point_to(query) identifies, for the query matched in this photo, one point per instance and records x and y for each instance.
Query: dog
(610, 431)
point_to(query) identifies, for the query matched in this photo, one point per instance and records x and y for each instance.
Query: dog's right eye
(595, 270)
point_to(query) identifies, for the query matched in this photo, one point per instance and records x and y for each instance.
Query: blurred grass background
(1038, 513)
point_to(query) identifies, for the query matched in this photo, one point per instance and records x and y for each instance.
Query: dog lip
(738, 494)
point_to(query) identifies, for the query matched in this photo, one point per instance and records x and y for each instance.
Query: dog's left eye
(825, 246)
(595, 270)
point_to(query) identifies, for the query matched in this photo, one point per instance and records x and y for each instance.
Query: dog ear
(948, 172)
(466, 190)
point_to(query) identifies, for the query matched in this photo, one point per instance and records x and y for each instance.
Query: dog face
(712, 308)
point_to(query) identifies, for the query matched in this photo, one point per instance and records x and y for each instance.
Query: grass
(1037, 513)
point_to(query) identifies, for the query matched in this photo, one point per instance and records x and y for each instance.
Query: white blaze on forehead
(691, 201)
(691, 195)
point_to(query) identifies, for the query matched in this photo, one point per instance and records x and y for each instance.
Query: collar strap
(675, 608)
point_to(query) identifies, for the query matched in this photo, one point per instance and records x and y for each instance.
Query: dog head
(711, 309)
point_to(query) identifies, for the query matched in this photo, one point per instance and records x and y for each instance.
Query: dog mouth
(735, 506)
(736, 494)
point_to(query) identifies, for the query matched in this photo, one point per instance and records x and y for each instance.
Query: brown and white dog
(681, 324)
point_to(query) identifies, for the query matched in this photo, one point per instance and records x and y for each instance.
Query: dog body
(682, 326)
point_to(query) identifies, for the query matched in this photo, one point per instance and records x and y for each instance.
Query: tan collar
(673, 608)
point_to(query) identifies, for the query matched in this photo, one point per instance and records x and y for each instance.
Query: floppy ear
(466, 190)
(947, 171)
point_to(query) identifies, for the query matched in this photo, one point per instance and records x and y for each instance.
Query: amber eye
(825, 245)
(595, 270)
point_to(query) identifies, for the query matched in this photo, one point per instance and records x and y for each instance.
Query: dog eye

--*--

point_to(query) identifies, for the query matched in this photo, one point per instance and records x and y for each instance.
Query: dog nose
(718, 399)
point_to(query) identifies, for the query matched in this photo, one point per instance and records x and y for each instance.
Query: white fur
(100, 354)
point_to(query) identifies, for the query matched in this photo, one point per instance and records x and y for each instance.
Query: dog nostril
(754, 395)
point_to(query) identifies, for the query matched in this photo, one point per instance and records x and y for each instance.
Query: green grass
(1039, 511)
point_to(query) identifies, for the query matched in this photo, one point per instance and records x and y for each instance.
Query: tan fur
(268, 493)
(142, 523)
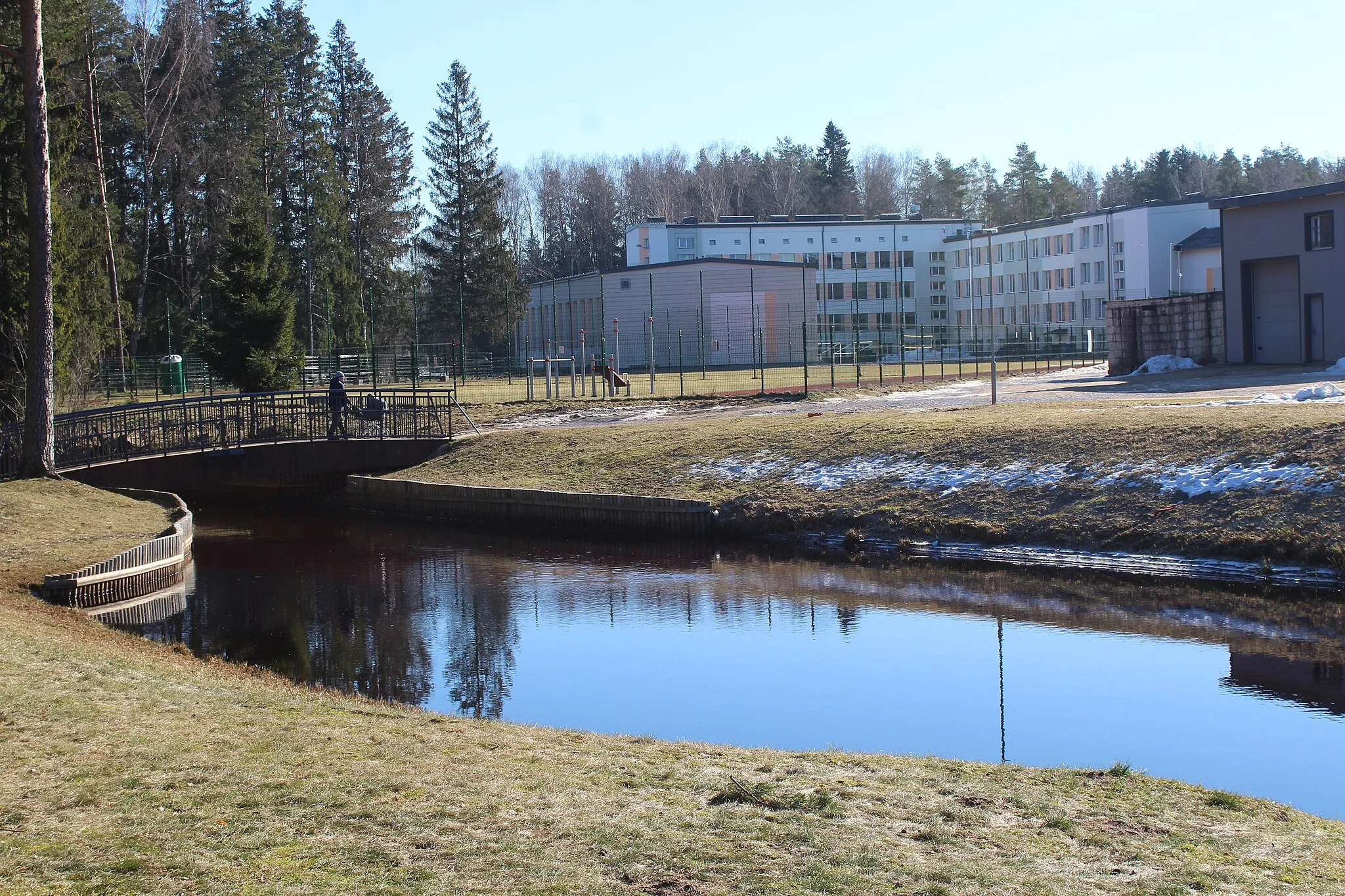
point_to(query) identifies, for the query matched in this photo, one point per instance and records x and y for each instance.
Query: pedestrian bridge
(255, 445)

--*--

Gather every line in the records above that contains the string "grass" and copy each one out.

Query: blurred grass background
Query: grass
Query: green grass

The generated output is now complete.